Reproduce the Battlestar Galactica blog post below word for word, from start to finish.

━━━━━ Source text

Friday, January 16, 2009

Extremely Poor ROI

This week I took a Project Management class at work the same days I was watching Battlestar Galactica. It was an odd juxtaposition that eventually demanded my attention until I wrote this, a "project evaluation" for Battlestar Galactica. It's long, and extremely dull if you haven't (and probably even if you have) seen the new series' premier. But here it is.

Colonial Fleet Modernization Upgrade – Project Post-Mortem
Major Richard Jolsen, QC Auditor, PMP

Overview: This project was intended to network all fleet assets together and upgrade their navigation systems, making it easier to share information and make navigation safer. On the surface, this project appears to have been a success. The vast majority of the fleet was networked and upgraded on time and on budget. That this project ultimately resulted in the destruction of nearly all of humanity suggests that the wrong metrics were used in gauging project success. This report will attempt to address what likely went wrong in each stage of the project in order to uncover “lessons learned” for future endeavors.

Stakeholder Identification: At first glance there were no defects at this stage. The appropriate fleet sponsors and stakeholders were identified. On further analysis, however, two important stakeholders were excluded in this phase: Humanity, and fleet personnel in general. Identifying these two important stakeholder groups and their need for security may have helped focus the project in directions that would have resulted in dramatically different results.

Scope Definition: The first specific project defects were introduced during this activity. For a military project it seems inconceivable that the Business Vision excluded the goal “Make Humanity Safer”. Indeed, this project seems to have suffered from the far-too-common problem of “Geek Technology Attraction”, more clearly defined as the need for the best and fanciest technology for the sake of technology. Networking the fleet and upgrading the navigation software in hindsight seem not to support the goal of keeping humanity safe at best, and run completely counter to that goal at worst.

━━━━━━━━━━
━━━━━ Raw records

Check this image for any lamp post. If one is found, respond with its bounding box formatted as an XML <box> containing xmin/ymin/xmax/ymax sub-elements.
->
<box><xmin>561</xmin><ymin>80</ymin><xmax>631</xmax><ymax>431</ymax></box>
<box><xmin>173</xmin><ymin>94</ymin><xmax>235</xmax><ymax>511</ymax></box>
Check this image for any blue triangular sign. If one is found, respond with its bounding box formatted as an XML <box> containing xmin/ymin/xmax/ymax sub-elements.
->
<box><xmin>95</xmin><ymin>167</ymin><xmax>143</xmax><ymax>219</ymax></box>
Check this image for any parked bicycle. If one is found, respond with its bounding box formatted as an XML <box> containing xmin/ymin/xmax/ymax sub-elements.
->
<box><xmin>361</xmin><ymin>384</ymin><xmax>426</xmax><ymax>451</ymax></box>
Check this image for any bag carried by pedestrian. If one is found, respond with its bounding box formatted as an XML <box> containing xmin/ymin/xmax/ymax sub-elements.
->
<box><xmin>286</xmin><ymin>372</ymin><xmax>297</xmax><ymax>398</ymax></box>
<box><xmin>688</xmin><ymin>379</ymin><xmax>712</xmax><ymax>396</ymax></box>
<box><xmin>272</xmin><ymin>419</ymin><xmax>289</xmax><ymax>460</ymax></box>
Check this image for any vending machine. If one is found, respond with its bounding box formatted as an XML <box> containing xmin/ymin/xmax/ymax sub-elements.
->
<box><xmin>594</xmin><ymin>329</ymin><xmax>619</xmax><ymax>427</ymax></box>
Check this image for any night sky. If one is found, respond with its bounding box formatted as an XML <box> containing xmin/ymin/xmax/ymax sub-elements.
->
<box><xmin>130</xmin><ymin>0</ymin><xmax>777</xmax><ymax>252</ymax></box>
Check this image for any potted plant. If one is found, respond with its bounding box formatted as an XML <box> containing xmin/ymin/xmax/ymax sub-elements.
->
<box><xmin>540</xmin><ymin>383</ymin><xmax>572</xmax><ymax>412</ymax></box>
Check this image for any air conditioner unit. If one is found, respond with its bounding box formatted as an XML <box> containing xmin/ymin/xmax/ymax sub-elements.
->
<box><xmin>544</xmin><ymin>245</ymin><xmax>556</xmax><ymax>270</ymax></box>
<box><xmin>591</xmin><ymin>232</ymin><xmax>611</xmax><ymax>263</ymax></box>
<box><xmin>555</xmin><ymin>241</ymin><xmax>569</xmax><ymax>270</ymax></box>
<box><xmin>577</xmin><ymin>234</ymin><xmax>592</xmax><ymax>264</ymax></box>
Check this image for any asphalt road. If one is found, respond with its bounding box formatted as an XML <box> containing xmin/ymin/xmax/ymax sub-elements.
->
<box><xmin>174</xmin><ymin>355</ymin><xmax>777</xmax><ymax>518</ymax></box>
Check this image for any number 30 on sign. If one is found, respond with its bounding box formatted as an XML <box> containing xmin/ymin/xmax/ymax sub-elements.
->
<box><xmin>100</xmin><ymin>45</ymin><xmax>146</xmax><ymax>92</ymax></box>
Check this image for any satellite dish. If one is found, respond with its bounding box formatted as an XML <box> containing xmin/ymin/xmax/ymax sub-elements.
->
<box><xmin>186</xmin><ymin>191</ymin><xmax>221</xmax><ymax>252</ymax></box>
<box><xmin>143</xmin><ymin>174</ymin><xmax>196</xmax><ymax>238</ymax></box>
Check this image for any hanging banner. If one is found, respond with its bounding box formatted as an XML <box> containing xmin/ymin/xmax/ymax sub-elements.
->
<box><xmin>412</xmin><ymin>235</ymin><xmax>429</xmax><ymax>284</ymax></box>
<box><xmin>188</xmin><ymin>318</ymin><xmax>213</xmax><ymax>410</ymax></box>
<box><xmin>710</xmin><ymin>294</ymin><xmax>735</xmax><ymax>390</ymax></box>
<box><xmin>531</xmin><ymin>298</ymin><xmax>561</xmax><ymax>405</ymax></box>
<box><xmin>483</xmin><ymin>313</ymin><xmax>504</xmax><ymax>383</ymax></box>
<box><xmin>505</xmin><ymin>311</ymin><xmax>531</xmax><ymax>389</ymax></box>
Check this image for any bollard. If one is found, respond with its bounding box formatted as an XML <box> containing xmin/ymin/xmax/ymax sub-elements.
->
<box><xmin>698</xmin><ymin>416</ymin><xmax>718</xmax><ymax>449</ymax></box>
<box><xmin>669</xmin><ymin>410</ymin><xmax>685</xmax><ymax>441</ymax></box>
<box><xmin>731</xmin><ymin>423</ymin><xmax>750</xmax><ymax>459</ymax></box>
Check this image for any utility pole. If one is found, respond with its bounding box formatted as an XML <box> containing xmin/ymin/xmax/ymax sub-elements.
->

━━━━━━━━━━

| Response |
Friday, January 16, 2009

Extremely Poor ROI

This week I took a Project Management class at work the same days I was watching Battlestar Galactica. It was an odd juxtaposition that eventually demanded my attention until I wrote this, a "project evaluation" for Battlestar Galactica. It's long, and extremely dull if you haven't (and probably even if you have) seen the new series' premier. But here it is.

Colonial Fleet Modernization Upgrade – Project Post-Mortem
Major Richard Jolsen, QC Auditor, PMP

Overview: This project was intended to network all fleet assets together and upgrade their navigation systems, making it easier to share information and make navigation safer. On the surface, this project appears to have been a success. The vast majority of the fleet was networked and upgraded on time and on budget. That this project ultimately resulted in the destruction of nearly all of humanity suggests that the wrong metrics were used in gauging project success. This report will attempt to address what likely went wrong in each stage of the project in order to uncover “lessons learned” for future endeavors.

Stakeholder Identification: At first glance there were no defects at this stage. The appropriate fleet sponsors and stakeholders were identified. On further analysis, however, two important stakeholders were excluded in this phase: Humanity, and fleet personnel in general. Identifying these two important stakeholder groups and their need for security may have helped focus the project in directions that would have resulted in dramatically different results.

Scope Definition: The first specific project defects were introduced during this activity. For a military project it seems inconceivable that the Business Vision excluded the goal “Make Humanity Safer”. Indeed, this project seems to have suffered from the far-too-common problem of “Geek Technology Attraction”, more clearly defined as the need for the best and fanciest technology for the sake of technology. Networking the fleet and upgrading the navigation software in hindsight seem not to support the goal of keeping humanity safe at best, and run completely counter to that goal at worst.